Your instructions:
Reproduce the data below exactly. Skip the pictures.

Information provided:

********************

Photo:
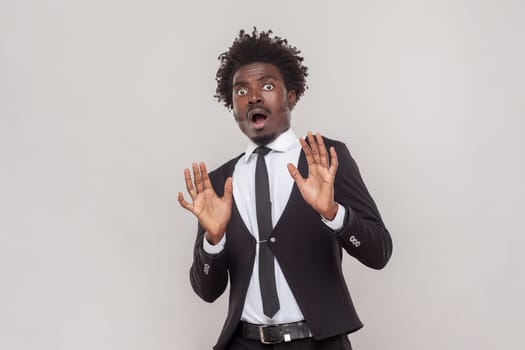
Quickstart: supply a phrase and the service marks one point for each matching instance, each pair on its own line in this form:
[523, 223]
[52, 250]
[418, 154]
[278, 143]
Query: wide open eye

********************

Solved exercise:
Photo:
Quickstart: supply a phrase and the service marks one point for each matching instance, each pair on its own line in this form:
[523, 223]
[52, 250]
[418, 154]
[278, 143]
Query: wide open eye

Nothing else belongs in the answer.